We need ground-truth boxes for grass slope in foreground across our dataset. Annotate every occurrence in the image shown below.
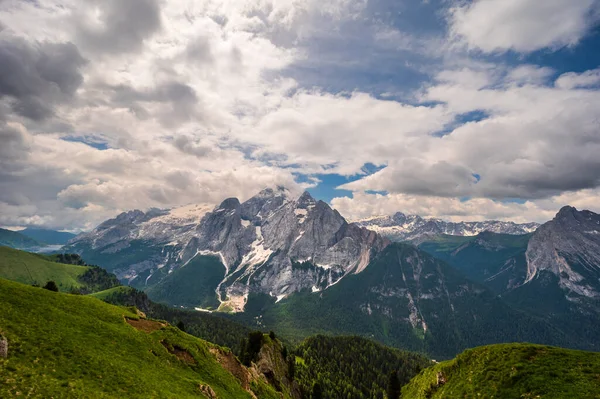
[402,344,600,399]
[0,279,276,398]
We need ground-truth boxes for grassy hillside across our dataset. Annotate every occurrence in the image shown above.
[0,247,120,294]
[0,279,284,398]
[402,344,600,399]
[91,286,251,355]
[0,229,42,248]
[0,247,89,291]
[19,228,76,245]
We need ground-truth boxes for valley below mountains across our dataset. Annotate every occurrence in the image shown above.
[63,187,600,358]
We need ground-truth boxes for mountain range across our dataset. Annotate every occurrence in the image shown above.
[0,228,75,250]
[356,212,540,242]
[65,188,389,312]
[63,188,600,358]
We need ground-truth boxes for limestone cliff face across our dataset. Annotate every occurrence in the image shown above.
[65,188,389,311]
[525,206,600,298]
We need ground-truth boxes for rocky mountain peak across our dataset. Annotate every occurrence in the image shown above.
[357,212,539,243]
[72,187,389,311]
[218,198,241,210]
[526,206,600,297]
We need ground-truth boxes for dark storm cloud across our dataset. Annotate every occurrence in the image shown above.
[76,0,161,54]
[0,32,86,121]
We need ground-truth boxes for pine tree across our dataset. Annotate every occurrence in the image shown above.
[387,370,402,399]
[311,382,323,399]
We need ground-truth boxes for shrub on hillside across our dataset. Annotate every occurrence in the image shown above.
[44,280,58,292]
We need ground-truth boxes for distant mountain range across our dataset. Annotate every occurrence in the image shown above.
[63,188,600,357]
[356,212,540,242]
[19,227,76,245]
[0,229,42,249]
[65,188,389,311]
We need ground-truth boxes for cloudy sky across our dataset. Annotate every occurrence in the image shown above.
[0,0,600,230]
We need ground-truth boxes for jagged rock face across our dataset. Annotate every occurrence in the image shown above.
[356,212,539,243]
[525,206,600,298]
[66,188,389,311]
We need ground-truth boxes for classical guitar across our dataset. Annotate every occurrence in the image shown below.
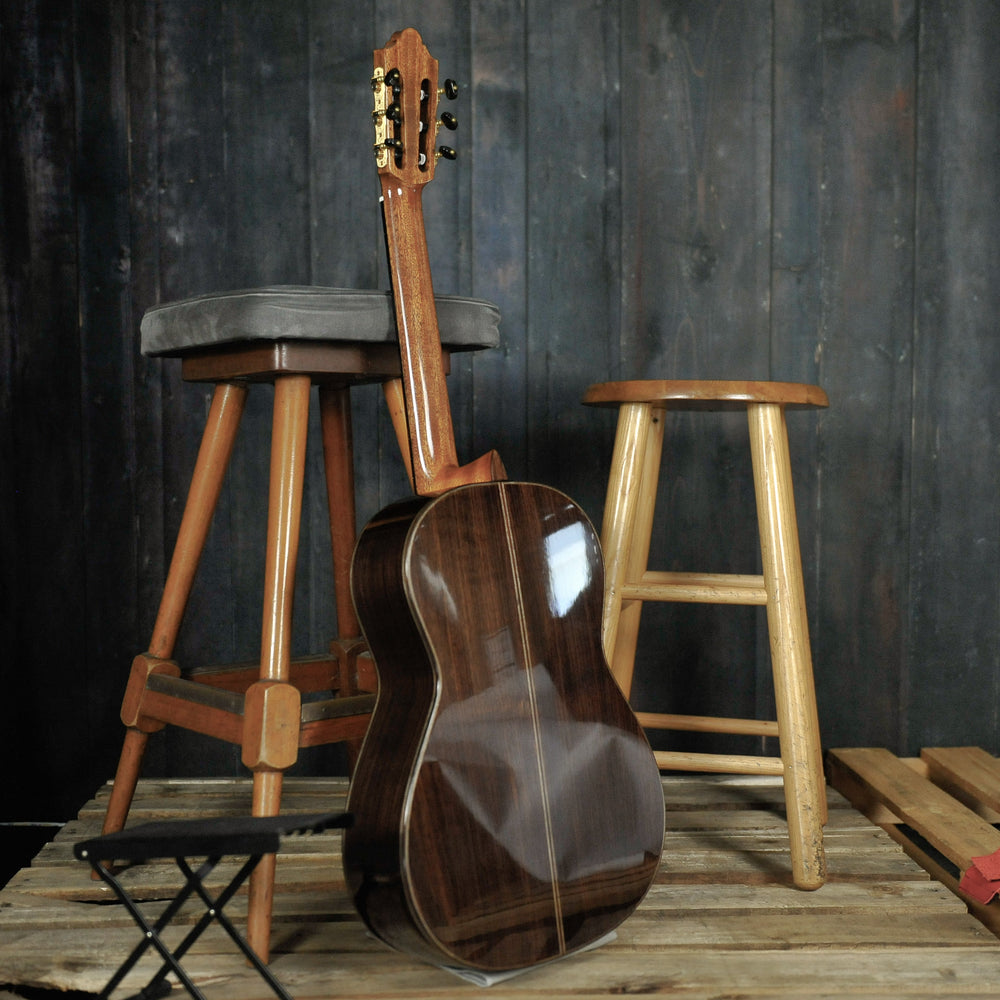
[344,29,663,972]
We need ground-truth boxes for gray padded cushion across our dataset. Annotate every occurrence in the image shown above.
[140,285,500,357]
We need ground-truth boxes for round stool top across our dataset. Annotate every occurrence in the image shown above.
[583,379,830,410]
[140,285,500,357]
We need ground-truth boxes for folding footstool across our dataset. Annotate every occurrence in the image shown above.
[73,813,352,1000]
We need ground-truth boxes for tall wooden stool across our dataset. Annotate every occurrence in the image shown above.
[583,381,828,889]
[104,287,499,961]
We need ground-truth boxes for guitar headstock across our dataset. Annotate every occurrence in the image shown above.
[372,28,458,185]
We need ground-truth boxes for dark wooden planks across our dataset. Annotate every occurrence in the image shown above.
[903,4,1000,752]
[815,2,917,745]
[0,777,1000,1000]
[524,4,621,520]
[619,3,772,752]
[468,0,530,479]
[0,0,122,820]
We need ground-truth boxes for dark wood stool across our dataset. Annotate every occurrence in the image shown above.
[583,380,828,889]
[104,287,499,961]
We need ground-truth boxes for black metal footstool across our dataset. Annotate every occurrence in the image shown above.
[73,813,351,1000]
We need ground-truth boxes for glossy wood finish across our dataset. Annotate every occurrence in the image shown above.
[344,483,663,971]
[584,380,828,889]
[372,28,506,496]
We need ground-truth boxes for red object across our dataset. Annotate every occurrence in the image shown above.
[958,851,1000,903]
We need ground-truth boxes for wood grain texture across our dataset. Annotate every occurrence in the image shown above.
[344,483,662,971]
[0,0,1000,819]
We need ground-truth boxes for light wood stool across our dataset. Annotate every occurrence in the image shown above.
[583,381,828,889]
[103,286,499,962]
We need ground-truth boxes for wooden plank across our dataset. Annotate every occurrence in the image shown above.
[830,748,1000,872]
[920,747,1000,823]
[7,776,1000,1000]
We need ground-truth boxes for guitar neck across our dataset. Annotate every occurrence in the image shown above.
[382,177,506,496]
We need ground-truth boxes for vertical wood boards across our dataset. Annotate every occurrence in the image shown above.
[620,2,773,752]
[0,0,1000,819]
[0,0,92,820]
[816,2,917,746]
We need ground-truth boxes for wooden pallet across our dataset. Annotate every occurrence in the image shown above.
[0,776,1000,1000]
[827,747,1000,936]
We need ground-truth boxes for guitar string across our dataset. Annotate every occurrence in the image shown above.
[498,482,566,955]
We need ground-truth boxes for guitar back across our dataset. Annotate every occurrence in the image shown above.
[344,482,663,971]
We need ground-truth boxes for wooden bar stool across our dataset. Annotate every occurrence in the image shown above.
[583,381,828,889]
[103,287,499,961]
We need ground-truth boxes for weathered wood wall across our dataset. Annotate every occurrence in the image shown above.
[0,0,1000,819]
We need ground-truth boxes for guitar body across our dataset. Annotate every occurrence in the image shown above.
[344,482,663,972]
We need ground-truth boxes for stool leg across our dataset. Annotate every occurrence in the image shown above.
[611,408,664,697]
[103,382,247,833]
[601,403,663,698]
[748,403,826,889]
[243,375,311,962]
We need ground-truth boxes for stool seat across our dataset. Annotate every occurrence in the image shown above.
[583,379,829,889]
[140,285,500,357]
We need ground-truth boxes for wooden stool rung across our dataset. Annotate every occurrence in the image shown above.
[621,570,767,607]
[635,712,780,737]
[653,750,784,778]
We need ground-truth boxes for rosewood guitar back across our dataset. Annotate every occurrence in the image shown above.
[344,482,663,971]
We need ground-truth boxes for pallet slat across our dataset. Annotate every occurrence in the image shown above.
[0,765,1000,1000]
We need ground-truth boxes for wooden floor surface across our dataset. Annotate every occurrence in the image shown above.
[0,777,1000,1000]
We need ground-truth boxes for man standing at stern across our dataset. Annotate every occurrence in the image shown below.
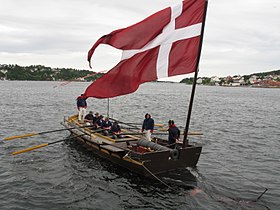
[77,94,87,122]
[142,113,154,141]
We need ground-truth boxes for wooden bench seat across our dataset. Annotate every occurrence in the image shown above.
[100,145,125,152]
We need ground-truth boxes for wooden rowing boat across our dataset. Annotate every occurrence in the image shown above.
[63,115,202,176]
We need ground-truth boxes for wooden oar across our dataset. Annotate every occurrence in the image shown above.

TASK:
Format the lines above as a JSON list of strings, one string per line, with blank lines omitted. Leave the pictures out of the list.

REPLY TO THE TASK:
[
  "We need ground-truth boxes for grass slope in foreground across our dataset. Annotate every occurrence in the image shown below.",
  "[402,344,600,399]",
  "[0,279,276,398]",
  "We need ground-truth boxes for grassy hillside across our dataset. Annotate every occurrence in the image shown above.",
  "[0,247,120,294]",
  "[0,279,284,398]",
  "[402,344,600,399]",
  "[91,286,251,355]",
  "[0,229,42,248]",
  "[0,247,89,291]",
  "[19,228,76,245]",
  "We need ground-truth boxes for valley below mountains across our dataset. Annotate every occurrence in the image shown above.",
  "[63,187,600,358]",
  "We need ground-truth boxes for mountain range across our dataset. Annotate every occurrence in the image shown above.",
  "[0,228,75,250]",
  "[356,212,540,242]",
  "[65,188,389,312]",
  "[63,188,600,358]",
  "We need ground-truth boxes for limestone cliff face across our dataset. Annotate every occurrence in the image shown above.",
  "[65,188,389,311]",
  "[525,206,600,298]",
  "We need ground-truth boxes for rocky mountain peak across our dataset. Annotate every occurrence in the image shown above.",
  "[357,212,539,243]",
  "[72,187,389,311]",
  "[218,198,241,210]",
  "[526,206,600,297]",
  "We need ground-truth boxes for dark storm cloud across our dataset. Annotate every occurrence in the image shown above.",
  "[76,0,161,54]",
  "[0,32,86,121]",
  "We need ground-truth boxes for pine tree across our dataset. Annotate every occurrence in the image shown above.",
  "[387,370,402,399]",
  "[311,382,323,399]",
  "We need ground-truth boxes for shrub on hillside across our dataset. Annotate every occurrence in the image shown above.",
  "[44,280,58,292]",
  "We need ground-truth boxes for distant mountain range across our dataset. Annotate every occurrence in the image shown above.",
  "[63,188,600,357]",
  "[356,212,540,242]",
  "[19,227,76,245]",
  "[0,229,42,249]",
  "[65,188,389,311]",
  "We need ground-truth boxes for cloudy sky across our dataset. Annotate every occurrence in the image shown above.",
  "[0,0,600,230]",
  "We need ground-truth boxes for jagged rock face across our dataset. Annotate every occurrence in the image shown above.",
  "[356,212,539,243]",
  "[525,206,600,298]",
  "[66,188,389,311]",
  "We need ground-truth boxes for classical guitar across our dataset. Annotate every occurrence in the image shown below.",
  "[344,29,663,972]",
  "We need ground-truth boxes for gray padded cushion across our dataset. Annotate every occurrence in the image shown above.",
  "[140,285,500,357]",
  "We need ground-truth boxes for round stool top across our dataset. Annotate every occurrence in the image shown above.",
  "[583,379,830,410]",
  "[140,285,500,357]",
  "We need ground-truth boxes for folding footstool across our dataset. Annotate every occurrence in the image shown above.",
  "[73,813,352,1000]",
  "We need ground-truth boxes for tall wooden stool across our dataset. Annotate every occurrence in the image shown above.",
  "[583,381,828,889]",
  "[104,287,499,961]",
  "We need ground-truth boxes for guitar headstock across our dataset. Annotate every occurrence in the image shown above.",
  "[372,28,458,185]",
  "We need ground-truth boxes for dark wooden planks across our dataset. Annotate every occurrence in the image shown above.",
  "[903,4,1000,752]",
  "[815,2,917,745]",
  "[0,777,1000,1000]",
  "[524,4,621,520]",
  "[619,3,772,752]",
  "[468,0,530,479]",
  "[0,0,122,820]",
  "We need ground-truth boxes for dark wood stool across our dataset. Annotate every occurrence in the image shown above.",
  "[583,380,828,889]",
  "[104,287,499,961]",
  "We need ground-truth boxes for black metal footstool across our dataset. Annotate every occurrence in the image shown above.",
  "[73,813,351,1000]",
  "We need ground-truth boxes for glossy wood finish across our dataset. Annotate every occurrence in the image shown above.",
  "[344,483,663,971]",
  "[584,380,828,889]",
  "[372,28,506,496]",
  "We need ground-truth boxes for red object across our dataset. Annotate every occurrence in the image shown above.",
  "[958,851,1000,903]",
  "We need ground-truth boxes for wood grain texture across our dataset. Annotate every occurrence in the image shown above.",
  "[344,483,662,971]",
  "[0,0,1000,819]",
  "We need ground-truth boxes for light wood stool across our dataset. Annotate every occurrence in the image shown above.",
  "[583,381,828,889]",
  "[103,286,499,962]",
  "We need ground-truth boxes for wooden plank across our dataset. Annotate every occurrence in the image shown above.",
  "[830,748,1000,872]",
  "[920,747,1000,823]",
  "[7,776,1000,1000]",
  "We need ground-truth boxes for guitar neck across our dataset. Annotate every occurrence in the image shown above.",
  "[382,177,506,496]",
  "We need ground-truth boxes for vertical wood boards across our dataset. Annotate every occurrence in the image shown above.",
  "[620,2,773,752]",
  "[0,0,1000,819]",
  "[0,0,92,820]",
  "[816,2,917,746]",
  "We need ground-truth boxes for wooden pallet across our dataset. Annotate every occurrence in the image shown above.",
  "[0,776,1000,1000]",
  "[827,747,1000,936]",
  "We need ground-truth boxes for guitar string across our dataset. Annotate every occurrence in the image shown above.",
  "[498,482,566,955]",
  "We need ground-truth boxes for guitar back across our dataset. Annotate every occurrence in the image shown above.",
  "[344,482,663,971]",
  "We need ground-truth boxes for wooden bar stool across our dataset. Annotate every occurrence in the image shown above.",
  "[583,381,828,889]",
  "[103,287,499,961]",
  "We need ground-truth boxes for weathered wood wall across our dataset. Annotate every occurrence in the image shown above.",
  "[0,0,1000,819]",
  "We need ground-truth boxes for guitar body across our dataset. Annotate every occurrence in the image shown above.",
  "[344,482,663,972]",
  "We need ground-truth boxes for stool leg across our dataset. Annotate every occurrence in the image shown above.",
  "[611,408,664,697]",
  "[103,382,247,833]",
  "[601,403,663,698]",
  "[748,403,826,889]",
  "[243,375,311,962]",
  "We need ground-truth boxes for stool seat across our dataset. Annotate every occurrence in the image shown above.",
  "[583,379,829,889]",
  "[140,285,500,357]",
  "We need ground-truth boxes for wooden stool rung across our dataset. Annotate every occurrence in the image shown above.",
  "[621,570,767,607]",
  "[635,712,780,737]",
  "[653,750,784,778]",
  "We need ground-truth boxes for rosewood guitar back across our dataset. Annotate every occurrence in the image shown above.",
  "[344,482,663,971]",
  "We need ground-truth boxes for pallet slat across our dataset. Annotate every occurrence in the image shown above.",
  "[0,765,1000,1000]",
  "We need ground-truth boxes for wooden floor surface across our dataset. Annotate every occurrence in the image shown above.",
  "[0,777,1000,1000]",
  "We need ground-truth boxes for man standing at stern across our dataset. Annotate every occurrence in the image shown below.",
  "[77,94,87,122]",
  "[142,113,154,141]",
  "We need ground-truth boxes for wooden bench seat across our dataset. Annotate every occurrence in the image shown above.",
  "[100,145,125,152]",
  "We need ground-truth boxes for wooden rowing boat across our dataset. Annotate every occurrence in the image shown above.",
  "[63,115,202,176]",
  "We need ground-truth boxes for wooden oar across our dataset. Annotate every occurrence in the image shown above."
]